Start of Extract provided

Where did I confuse you? I get what you're saying, but from my perspective, maybe 'intelligence' also entails complexity?

And maybe from your perspective, not being aware of the terms or concepts I use is a source of frustration for you - which is simply a function of ignorance - or "not knowing".

I've spent a good chunk of my life packing this brain of mine with knowledge, giving me in the process a sense that "things are simple", and yet, "enormously complex!".

Too many people turn away from knowledge and reflection because they seem to be uncomfortable with the process; I wonder whether it is being on the 'receiving' end from a person who has spent a large chunk of their lifetime involved in study, and not liking that 'everything' is not known to them (or can be explained in simple terms without losing some crucial meaning), that there really is "new stuff" under the sun - regardless of what the depressive Solomon had to say on the subject.

End of Extract provided
Start of Source material

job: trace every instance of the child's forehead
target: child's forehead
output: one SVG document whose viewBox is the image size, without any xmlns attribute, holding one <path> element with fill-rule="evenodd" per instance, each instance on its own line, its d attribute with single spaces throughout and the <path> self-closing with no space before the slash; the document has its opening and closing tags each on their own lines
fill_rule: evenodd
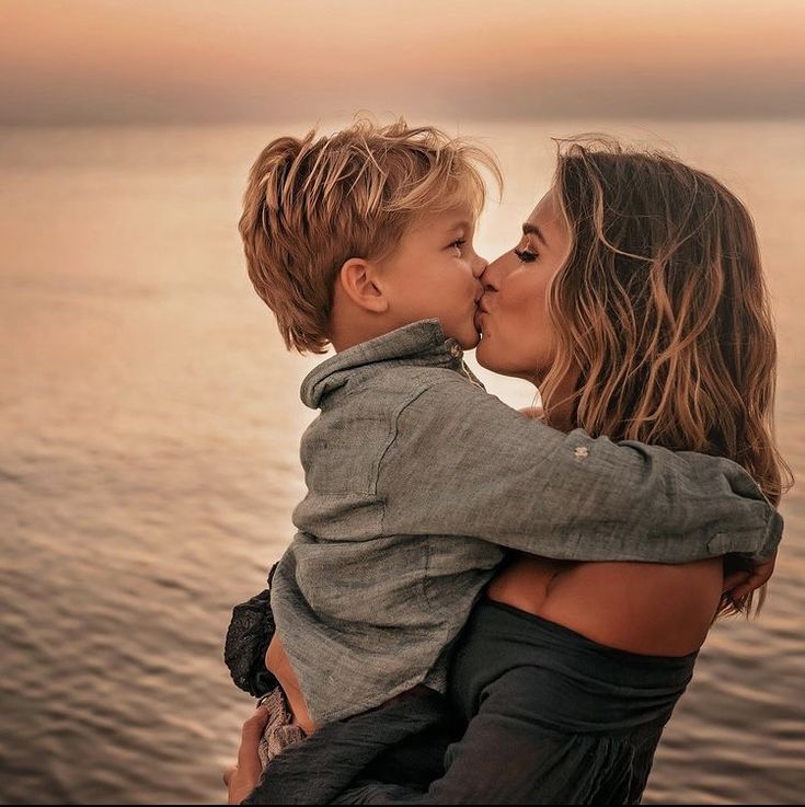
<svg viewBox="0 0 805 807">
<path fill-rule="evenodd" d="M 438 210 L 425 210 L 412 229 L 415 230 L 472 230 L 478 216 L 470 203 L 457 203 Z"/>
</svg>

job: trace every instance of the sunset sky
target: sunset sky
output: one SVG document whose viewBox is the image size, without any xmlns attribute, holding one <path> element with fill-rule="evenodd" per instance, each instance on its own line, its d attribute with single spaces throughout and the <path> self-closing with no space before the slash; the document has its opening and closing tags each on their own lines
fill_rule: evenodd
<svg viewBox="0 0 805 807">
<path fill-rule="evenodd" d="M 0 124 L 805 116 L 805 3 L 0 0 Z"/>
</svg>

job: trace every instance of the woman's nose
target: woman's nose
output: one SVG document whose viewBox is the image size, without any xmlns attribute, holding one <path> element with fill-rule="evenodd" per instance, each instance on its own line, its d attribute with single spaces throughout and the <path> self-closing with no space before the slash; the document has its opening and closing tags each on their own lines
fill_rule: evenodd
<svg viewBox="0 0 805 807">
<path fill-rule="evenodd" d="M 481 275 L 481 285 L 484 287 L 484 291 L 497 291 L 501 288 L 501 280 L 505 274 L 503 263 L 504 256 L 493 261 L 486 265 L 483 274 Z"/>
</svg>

End of Source material
Start of Source material

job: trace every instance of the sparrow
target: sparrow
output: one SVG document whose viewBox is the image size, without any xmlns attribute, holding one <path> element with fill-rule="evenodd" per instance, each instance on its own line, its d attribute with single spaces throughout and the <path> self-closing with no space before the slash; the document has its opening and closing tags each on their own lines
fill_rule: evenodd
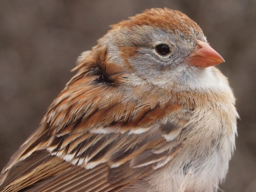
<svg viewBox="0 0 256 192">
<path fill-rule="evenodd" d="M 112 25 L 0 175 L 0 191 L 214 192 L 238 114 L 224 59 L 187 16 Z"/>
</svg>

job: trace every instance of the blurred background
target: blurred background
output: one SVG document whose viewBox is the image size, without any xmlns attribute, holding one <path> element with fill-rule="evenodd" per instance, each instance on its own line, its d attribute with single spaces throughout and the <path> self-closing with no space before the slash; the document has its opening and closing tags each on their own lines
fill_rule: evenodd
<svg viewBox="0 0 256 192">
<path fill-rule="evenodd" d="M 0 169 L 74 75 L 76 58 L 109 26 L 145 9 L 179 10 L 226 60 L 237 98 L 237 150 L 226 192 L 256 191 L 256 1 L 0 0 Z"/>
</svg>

End of Source material
Start of Source material

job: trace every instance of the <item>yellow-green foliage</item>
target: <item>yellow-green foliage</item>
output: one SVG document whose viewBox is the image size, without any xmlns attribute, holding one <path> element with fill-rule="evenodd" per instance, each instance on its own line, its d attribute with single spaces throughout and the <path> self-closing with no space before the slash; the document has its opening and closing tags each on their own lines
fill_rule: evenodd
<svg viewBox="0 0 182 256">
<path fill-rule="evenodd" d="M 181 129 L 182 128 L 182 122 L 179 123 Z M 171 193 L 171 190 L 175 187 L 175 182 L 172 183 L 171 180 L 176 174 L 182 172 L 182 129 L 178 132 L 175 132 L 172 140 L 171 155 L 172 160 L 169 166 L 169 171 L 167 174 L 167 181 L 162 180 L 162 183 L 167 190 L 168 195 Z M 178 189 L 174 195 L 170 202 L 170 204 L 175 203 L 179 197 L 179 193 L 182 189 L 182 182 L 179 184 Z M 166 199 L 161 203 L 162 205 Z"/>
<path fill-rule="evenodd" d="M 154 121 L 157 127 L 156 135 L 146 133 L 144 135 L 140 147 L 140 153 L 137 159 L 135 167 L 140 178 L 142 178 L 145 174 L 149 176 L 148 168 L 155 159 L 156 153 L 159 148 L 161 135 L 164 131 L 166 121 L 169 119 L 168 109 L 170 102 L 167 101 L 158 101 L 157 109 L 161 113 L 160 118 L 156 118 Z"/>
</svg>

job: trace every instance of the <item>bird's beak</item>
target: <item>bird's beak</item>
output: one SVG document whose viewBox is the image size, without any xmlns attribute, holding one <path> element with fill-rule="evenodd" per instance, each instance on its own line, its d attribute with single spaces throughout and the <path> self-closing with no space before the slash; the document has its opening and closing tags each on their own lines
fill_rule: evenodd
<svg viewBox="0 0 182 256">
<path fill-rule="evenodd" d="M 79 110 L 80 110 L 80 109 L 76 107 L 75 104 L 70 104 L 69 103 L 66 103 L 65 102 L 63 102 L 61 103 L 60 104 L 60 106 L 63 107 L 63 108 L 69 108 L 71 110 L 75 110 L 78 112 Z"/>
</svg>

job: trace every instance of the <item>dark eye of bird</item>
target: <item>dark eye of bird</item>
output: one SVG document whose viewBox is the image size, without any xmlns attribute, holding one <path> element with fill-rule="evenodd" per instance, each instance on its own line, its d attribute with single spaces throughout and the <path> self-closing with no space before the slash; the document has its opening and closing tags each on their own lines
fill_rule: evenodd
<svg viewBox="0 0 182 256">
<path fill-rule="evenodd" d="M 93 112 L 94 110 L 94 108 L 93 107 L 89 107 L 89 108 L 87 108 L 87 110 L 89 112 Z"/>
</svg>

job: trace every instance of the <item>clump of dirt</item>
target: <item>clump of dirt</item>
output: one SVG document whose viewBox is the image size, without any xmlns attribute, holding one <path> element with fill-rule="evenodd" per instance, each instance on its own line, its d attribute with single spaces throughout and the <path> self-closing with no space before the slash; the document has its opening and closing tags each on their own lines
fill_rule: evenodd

End of Source material

What to do
Please pick up the passage about knowledge and complexity after its final sentence and write the next part. The entries have nothing to do with this.

Result of the task
As Einstein said - quite well in my opinion; things need to be made simple, but not too simple. If you go "too simple", Einstein's interpretation would appear to suggest that the intended meaning is not properly communicated. Conversely, if you're too complex or employing unnecessary concepts, you can go in the other direction, and just be pretentious.

I have gone in both directions before - not liking the pretentious of unnecessary language; and also being too simple, and noticing how my simple words were misinterpreted.

Ultimately, and I know this isn't something many people agree with, but you need to realize the usefulness of knowledge. As a person who enjoys the process (usually) I know that ignorance carries with it more problems than knowledge does.